DATASET RECORDS.

-- BEGIN --

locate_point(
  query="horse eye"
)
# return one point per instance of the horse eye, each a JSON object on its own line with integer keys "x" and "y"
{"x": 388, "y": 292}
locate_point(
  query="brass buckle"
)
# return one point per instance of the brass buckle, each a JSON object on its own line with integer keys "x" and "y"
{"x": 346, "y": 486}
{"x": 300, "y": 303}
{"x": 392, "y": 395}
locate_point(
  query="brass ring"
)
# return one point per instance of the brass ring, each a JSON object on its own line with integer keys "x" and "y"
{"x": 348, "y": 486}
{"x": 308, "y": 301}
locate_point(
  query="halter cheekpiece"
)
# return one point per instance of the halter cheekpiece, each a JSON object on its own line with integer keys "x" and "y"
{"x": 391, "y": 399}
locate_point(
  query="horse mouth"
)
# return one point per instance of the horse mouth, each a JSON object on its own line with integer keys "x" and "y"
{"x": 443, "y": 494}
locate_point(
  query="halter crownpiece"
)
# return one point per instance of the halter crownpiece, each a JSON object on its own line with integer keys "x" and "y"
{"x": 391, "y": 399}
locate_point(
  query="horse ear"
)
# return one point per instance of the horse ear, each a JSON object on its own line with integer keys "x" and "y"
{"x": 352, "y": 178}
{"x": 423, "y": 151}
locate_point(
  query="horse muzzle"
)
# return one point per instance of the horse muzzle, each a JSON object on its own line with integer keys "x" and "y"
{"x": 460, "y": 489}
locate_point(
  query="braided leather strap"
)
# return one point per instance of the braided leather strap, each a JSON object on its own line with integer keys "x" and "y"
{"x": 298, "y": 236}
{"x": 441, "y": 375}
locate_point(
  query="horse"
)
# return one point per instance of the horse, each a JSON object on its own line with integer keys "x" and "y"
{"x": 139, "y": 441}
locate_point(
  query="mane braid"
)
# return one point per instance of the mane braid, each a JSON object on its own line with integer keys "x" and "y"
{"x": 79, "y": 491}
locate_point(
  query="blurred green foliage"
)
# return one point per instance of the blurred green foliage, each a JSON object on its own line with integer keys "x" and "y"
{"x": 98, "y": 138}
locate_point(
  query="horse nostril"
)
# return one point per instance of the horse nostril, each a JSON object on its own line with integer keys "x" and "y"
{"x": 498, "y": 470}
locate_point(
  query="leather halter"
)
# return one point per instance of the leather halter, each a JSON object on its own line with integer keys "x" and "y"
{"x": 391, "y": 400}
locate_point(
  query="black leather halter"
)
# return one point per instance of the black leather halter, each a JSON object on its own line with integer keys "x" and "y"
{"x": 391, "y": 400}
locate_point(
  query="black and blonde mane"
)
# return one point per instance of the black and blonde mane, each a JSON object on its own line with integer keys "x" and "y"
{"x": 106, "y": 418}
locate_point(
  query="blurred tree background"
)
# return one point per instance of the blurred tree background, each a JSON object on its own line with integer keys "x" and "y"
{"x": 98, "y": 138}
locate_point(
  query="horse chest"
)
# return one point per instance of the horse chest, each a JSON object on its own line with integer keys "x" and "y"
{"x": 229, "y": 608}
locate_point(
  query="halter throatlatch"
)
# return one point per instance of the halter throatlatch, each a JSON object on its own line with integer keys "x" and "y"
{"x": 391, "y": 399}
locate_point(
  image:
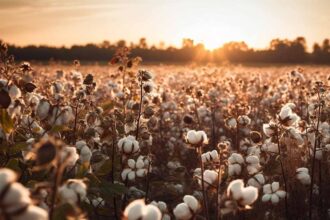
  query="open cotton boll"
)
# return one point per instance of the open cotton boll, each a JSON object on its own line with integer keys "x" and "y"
{"x": 128, "y": 145}
{"x": 210, "y": 177}
{"x": 210, "y": 156}
{"x": 32, "y": 212}
{"x": 249, "y": 195}
{"x": 253, "y": 164}
{"x": 151, "y": 212}
{"x": 182, "y": 212}
{"x": 137, "y": 210}
{"x": 234, "y": 169}
{"x": 272, "y": 193}
{"x": 234, "y": 189}
{"x": 14, "y": 92}
{"x": 231, "y": 123}
{"x": 43, "y": 109}
{"x": 196, "y": 137}
{"x": 7, "y": 176}
{"x": 80, "y": 144}
{"x": 134, "y": 210}
{"x": 85, "y": 154}
{"x": 69, "y": 154}
{"x": 257, "y": 180}
{"x": 303, "y": 176}
{"x": 192, "y": 202}
{"x": 16, "y": 197}
{"x": 72, "y": 191}
{"x": 236, "y": 158}
{"x": 269, "y": 129}
{"x": 243, "y": 195}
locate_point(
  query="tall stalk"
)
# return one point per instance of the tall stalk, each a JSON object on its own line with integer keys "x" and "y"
{"x": 313, "y": 160}
{"x": 283, "y": 174}
{"x": 140, "y": 110}
{"x": 205, "y": 203}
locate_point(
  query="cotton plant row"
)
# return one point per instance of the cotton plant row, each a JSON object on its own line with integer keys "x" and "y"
{"x": 127, "y": 144}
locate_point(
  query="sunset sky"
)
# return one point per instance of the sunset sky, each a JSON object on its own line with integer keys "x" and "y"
{"x": 212, "y": 22}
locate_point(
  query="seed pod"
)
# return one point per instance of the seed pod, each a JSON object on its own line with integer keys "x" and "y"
{"x": 5, "y": 99}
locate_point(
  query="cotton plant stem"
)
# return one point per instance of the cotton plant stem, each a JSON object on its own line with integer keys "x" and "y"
{"x": 140, "y": 110}
{"x": 218, "y": 192}
{"x": 114, "y": 139}
{"x": 205, "y": 204}
{"x": 313, "y": 163}
{"x": 283, "y": 175}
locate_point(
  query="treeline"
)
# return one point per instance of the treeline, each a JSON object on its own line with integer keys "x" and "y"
{"x": 279, "y": 51}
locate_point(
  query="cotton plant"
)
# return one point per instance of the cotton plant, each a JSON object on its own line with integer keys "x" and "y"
{"x": 253, "y": 164}
{"x": 302, "y": 174}
{"x": 258, "y": 180}
{"x": 210, "y": 156}
{"x": 72, "y": 191}
{"x": 196, "y": 137}
{"x": 128, "y": 145}
{"x": 235, "y": 162}
{"x": 138, "y": 210}
{"x": 187, "y": 209}
{"x": 163, "y": 208}
{"x": 272, "y": 193}
{"x": 16, "y": 201}
{"x": 136, "y": 168}
{"x": 239, "y": 197}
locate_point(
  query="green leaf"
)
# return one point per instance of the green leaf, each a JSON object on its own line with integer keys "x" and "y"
{"x": 6, "y": 121}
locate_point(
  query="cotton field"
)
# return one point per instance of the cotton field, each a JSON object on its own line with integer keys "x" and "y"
{"x": 157, "y": 142}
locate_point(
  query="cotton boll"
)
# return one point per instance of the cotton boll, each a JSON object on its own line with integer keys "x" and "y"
{"x": 7, "y": 176}
{"x": 151, "y": 212}
{"x": 272, "y": 193}
{"x": 231, "y": 123}
{"x": 16, "y": 197}
{"x": 131, "y": 176}
{"x": 125, "y": 172}
{"x": 303, "y": 176}
{"x": 243, "y": 195}
{"x": 141, "y": 172}
{"x": 192, "y": 202}
{"x": 80, "y": 144}
{"x": 249, "y": 195}
{"x": 274, "y": 199}
{"x": 236, "y": 158}
{"x": 234, "y": 169}
{"x": 138, "y": 210}
{"x": 32, "y": 212}
{"x": 14, "y": 92}
{"x": 43, "y": 109}
{"x": 128, "y": 145}
{"x": 196, "y": 137}
{"x": 269, "y": 129}
{"x": 266, "y": 197}
{"x": 131, "y": 163}
{"x": 182, "y": 212}
{"x": 210, "y": 176}
{"x": 72, "y": 191}
{"x": 85, "y": 154}
{"x": 234, "y": 189}
{"x": 69, "y": 154}
{"x": 134, "y": 210}
{"x": 257, "y": 180}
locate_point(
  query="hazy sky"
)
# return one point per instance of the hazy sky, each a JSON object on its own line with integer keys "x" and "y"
{"x": 212, "y": 22}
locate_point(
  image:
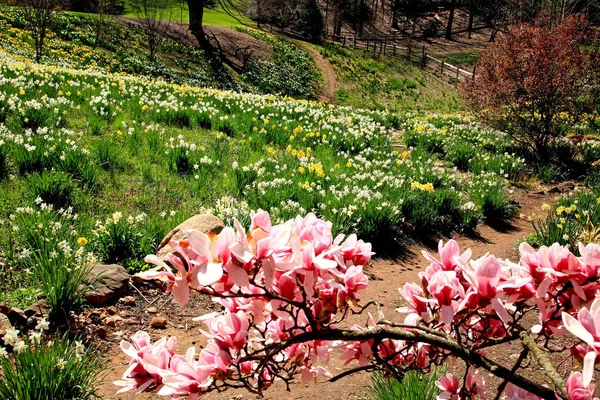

-- END --

YOUR GOAL. Count how many lines of the listing contain the string "cheekpiece", and give only that number.

THE SOLUTION. 2